#### TEXT EXTRACT
His wife, Lynne, who caught him in the act, convinced him to wait until Matt got home, although she, too, found it difficult.

“It was the longest afternoon I have spent not in labor with a child,” she said.

Each spring, Janet Popham, career specialist at Lewis and Clark High School, rejoices with successful applicants and finds the silver lining for those who settle for state schools they applied to as a backup.

“There’s always a positive side. I tell them, ‘Maybe your mom and dad can send you to Europe this summer. You’re costing them less than half of what you would have been,”’ said Popham, a former travel agent.

Mischa Guenther, 17, a St. George’s senior, applied to five colleges and has heard from none.

“It’s stressful,” she said. “Sometimes I’m worried I won’t get into any of them.”

It has happened, said Popham. She remembers a straight-A student who applied to only Ivy League schools and was rejected by all. After some late-spring scrambling, the girl ended up at Washington State University.

#### ENTRIES SHOWN

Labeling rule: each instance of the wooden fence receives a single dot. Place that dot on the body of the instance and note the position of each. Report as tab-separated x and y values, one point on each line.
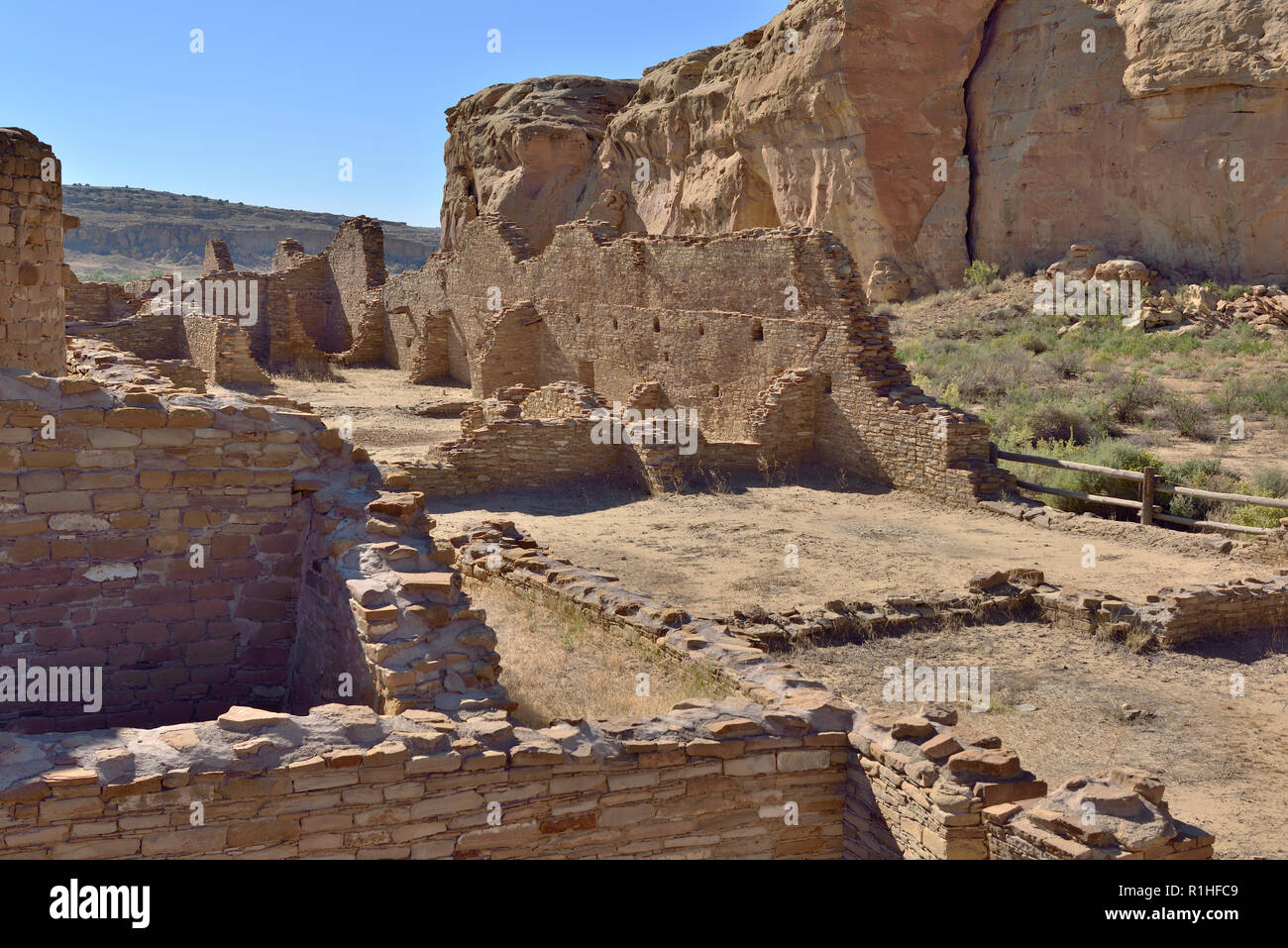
1150	485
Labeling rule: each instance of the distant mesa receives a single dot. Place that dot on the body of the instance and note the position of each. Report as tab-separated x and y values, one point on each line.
160	231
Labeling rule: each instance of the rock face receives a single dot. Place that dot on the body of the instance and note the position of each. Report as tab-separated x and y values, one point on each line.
524	151
1133	143
927	132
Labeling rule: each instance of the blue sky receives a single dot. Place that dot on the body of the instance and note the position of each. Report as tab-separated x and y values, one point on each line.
283	90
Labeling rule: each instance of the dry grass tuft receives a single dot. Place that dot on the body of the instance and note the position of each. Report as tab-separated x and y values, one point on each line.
555	662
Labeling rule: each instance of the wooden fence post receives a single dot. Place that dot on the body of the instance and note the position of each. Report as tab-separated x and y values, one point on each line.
1146	498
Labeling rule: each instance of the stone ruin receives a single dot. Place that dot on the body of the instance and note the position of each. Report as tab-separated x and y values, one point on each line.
765	334
281	639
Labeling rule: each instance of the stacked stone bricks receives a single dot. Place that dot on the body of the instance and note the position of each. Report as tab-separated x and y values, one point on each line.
31	254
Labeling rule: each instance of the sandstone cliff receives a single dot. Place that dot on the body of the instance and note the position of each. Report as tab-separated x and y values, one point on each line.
523	151
1133	143
838	112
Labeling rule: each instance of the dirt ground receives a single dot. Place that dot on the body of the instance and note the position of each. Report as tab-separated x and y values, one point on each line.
1223	758
372	397
715	552
555	664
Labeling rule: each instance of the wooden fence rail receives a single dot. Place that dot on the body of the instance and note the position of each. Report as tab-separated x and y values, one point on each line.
1150	484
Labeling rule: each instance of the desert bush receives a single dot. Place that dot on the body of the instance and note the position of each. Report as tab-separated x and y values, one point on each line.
1035	342
1108	453
980	273
1129	399
1188	416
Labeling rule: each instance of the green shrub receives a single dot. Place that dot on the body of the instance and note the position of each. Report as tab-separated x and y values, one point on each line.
1106	454
980	273
1132	398
1068	364
1186	416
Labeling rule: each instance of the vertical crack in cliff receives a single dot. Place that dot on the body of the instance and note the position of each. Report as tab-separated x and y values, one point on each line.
973	184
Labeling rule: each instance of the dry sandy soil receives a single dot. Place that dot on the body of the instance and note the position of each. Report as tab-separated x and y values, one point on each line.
555	664
372	397
716	552
1222	756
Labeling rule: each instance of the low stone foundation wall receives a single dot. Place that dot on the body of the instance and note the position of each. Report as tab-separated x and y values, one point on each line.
917	786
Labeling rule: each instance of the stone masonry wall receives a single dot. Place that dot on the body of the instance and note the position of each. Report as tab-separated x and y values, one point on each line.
31	254
97	543
711	321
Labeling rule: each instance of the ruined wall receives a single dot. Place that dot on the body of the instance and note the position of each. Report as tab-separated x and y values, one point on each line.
356	261
708	320
222	350
31	254
308	308
346	782
97	544
98	301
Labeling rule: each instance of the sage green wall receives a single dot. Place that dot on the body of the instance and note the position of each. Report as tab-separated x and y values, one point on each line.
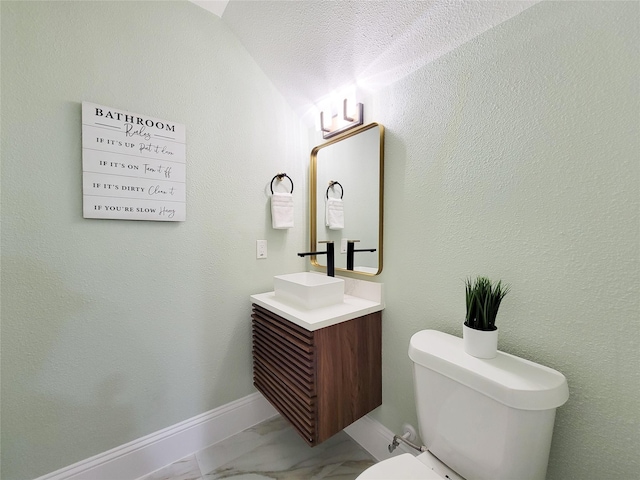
517	156
113	329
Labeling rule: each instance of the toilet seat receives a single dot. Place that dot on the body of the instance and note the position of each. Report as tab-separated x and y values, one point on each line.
402	467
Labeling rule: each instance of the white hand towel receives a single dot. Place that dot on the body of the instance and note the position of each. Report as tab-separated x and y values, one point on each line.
334	214
281	210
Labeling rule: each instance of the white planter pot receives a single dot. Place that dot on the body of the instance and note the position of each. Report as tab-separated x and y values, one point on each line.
480	343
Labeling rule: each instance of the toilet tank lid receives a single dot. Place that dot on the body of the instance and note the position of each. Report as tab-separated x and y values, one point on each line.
510	380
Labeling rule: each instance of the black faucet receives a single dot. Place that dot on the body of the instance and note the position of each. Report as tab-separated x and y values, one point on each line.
351	250
331	269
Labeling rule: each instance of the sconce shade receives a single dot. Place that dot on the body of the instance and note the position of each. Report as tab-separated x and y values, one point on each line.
334	127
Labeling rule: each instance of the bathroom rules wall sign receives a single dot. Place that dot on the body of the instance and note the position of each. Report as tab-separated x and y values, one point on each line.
133	166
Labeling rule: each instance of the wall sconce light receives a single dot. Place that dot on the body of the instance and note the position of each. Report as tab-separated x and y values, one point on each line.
336	125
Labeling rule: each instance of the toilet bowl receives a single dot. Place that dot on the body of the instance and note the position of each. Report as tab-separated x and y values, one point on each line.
479	419
407	467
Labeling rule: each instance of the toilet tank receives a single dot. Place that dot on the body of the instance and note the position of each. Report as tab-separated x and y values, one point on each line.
485	418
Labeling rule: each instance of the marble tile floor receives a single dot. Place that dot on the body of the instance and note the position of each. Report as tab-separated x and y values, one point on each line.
271	450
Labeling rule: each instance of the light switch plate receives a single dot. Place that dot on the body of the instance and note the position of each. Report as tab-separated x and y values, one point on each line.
261	249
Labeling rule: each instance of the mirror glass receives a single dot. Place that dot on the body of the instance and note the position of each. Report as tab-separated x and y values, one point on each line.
353	209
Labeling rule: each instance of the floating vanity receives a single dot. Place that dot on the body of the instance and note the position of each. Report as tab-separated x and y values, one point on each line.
319	367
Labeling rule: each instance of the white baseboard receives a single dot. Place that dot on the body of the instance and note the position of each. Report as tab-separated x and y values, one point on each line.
375	438
154	451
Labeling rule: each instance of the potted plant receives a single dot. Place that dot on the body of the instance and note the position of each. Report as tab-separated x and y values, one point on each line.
479	332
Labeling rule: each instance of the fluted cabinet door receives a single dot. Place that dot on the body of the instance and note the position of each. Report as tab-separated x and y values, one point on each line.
320	381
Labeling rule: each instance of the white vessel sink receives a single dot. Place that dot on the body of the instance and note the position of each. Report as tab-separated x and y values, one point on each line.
309	290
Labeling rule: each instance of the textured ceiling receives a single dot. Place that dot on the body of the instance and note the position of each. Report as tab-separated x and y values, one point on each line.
311	48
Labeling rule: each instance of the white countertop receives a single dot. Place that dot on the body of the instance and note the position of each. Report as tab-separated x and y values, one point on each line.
352	307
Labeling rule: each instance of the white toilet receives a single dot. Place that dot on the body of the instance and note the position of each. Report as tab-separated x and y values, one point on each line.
479	419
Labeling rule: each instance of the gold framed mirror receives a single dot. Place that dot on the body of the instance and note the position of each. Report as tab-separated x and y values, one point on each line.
347	198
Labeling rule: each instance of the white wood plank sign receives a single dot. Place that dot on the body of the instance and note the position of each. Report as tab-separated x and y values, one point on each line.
133	166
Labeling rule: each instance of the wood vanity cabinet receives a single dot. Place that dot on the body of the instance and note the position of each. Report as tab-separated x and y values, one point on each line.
321	381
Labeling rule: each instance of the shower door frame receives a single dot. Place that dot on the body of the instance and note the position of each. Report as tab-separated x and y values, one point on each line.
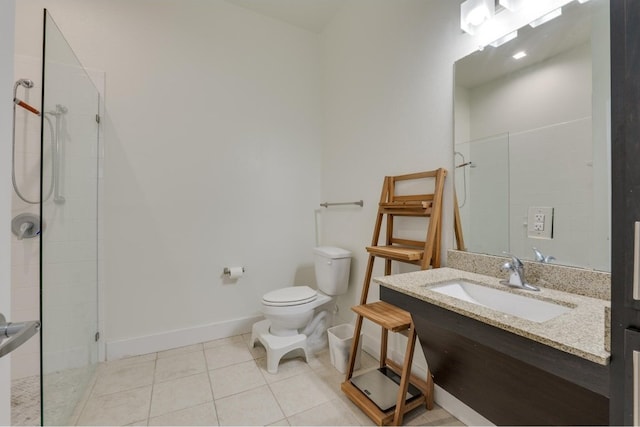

#### PARTS OF THE EXERCISE
a – Copy the part of the college admissions text above word for word, starting at "It has happened, said" and ending at "Washington State University.".
b – Sum up the college admissions text above in two sentences.

#### CORRECT ANSWERS
a –
It has happened, said Popham. She remembers a straight-A student who applied to only Ivy League schools and was rejected by all. After some late-spring scrambling, the girl ended up at Washington State University.

b – Each spring, high school career specialist Janet Popham celebrates with students accepted by colleges and helps those settling for backup state schools see a positive side, such as costing their parents less. Waiting for decisions is hard on families and students like Mischa Guenther, and Popham recalls a straight-A student who was rejected by every Ivy League school she applied to and ended up at Washington State University.